◆ TEXT PASSAGE ◆

I'm absolute mediocre or bad at everything I do. My favorite hobbies, of which I have a lot of passion for, are playing videogames and playing guitar, and I fucking suck at videogames and my guitar skills are mediocre besides playing for some years. My grades at school were always mediocre or bad and I couldn't enter for the course I wanted at university. Besides that, i'm pretty much ugly while my brother is the opposite, and what irritates me the most is that we came from the same parents and while I have mediterranean skin color he is 100% white, I have dark hair and dark eyes and he has light coloured eyes and blonde hair. We both have spanish genes (besides not being born in Spain), but while he is intelligent, sociable and white, I look like a fucking mexican and I can't excel at anything. God, not even at smash bros which is a fucking children's party game i'm good at. If my brother told someone that he has celtic ancestry (part of the family comes from Galicia) everyone would believe it, now if I said the same thing people would laugh at my face and tell me i'm not real white.
I'm a fucking joke, i'm ugly awkward and mediocre at everything, I try my best to be optimistic but I simply can't cope with not being as smart, sociable, skilled an white as my brother is, knowing that I could be like him since we came from the same parents. Just for the record, my eyes and hair are the same color as pic related but my skin is darker.

◆ WORK INSTRUCTION ◆
Reproduce the post word for word, from "I'm a fucking" up to and including "skin is darker.". The records that come next are separate material and have no connection to the post above.

◆ SUPPLIED DATA ◆
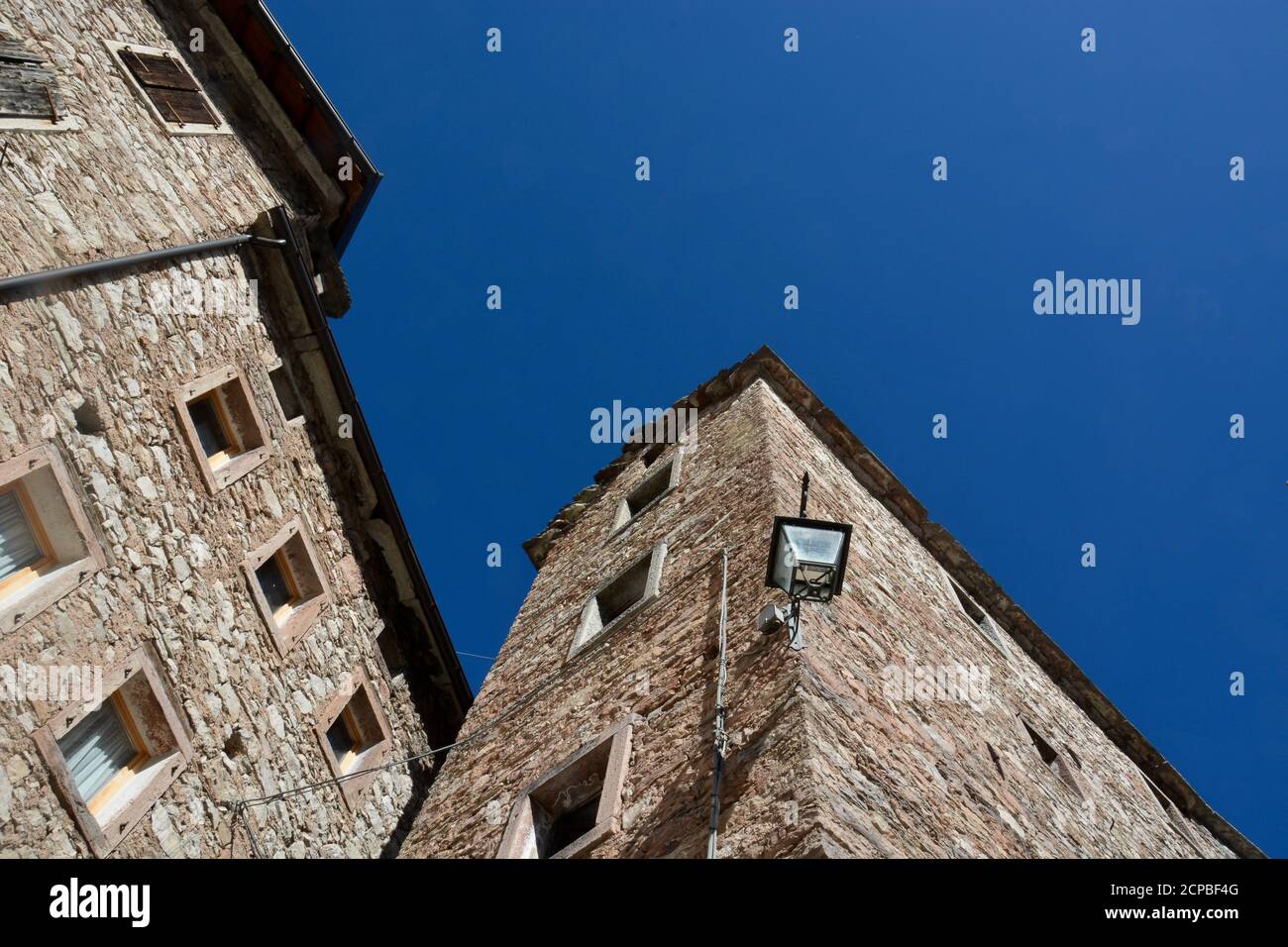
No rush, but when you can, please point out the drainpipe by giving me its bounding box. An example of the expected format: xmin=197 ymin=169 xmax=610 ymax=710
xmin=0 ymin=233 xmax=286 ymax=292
...
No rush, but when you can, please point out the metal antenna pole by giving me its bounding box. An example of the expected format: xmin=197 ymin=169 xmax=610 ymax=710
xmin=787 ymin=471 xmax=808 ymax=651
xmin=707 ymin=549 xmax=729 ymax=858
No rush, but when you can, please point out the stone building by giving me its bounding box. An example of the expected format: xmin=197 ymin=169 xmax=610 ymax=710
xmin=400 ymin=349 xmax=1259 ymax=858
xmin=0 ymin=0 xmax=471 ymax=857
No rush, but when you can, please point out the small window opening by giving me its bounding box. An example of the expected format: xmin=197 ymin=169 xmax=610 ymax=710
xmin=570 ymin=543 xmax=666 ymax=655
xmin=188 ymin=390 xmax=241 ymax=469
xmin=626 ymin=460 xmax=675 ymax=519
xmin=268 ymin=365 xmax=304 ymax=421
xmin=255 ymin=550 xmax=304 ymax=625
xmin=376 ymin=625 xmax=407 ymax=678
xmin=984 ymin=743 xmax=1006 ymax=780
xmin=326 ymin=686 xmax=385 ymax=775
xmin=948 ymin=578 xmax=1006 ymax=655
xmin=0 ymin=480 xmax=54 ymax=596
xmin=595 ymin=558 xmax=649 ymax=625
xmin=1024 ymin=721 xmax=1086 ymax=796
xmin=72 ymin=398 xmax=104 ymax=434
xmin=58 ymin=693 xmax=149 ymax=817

◆ EXERCISE OUTPUT ◆
I'm a fucking joke, i'm ugly awkward and mediocre at everything, I try my best to be optimistic but I simply can't cope with not being as smart, sociable, skilled an white as my brother is, knowing that I could be like him since we came from the same parents. Just for the record, my eyes and hair are the same color as pic related but my skin is darker.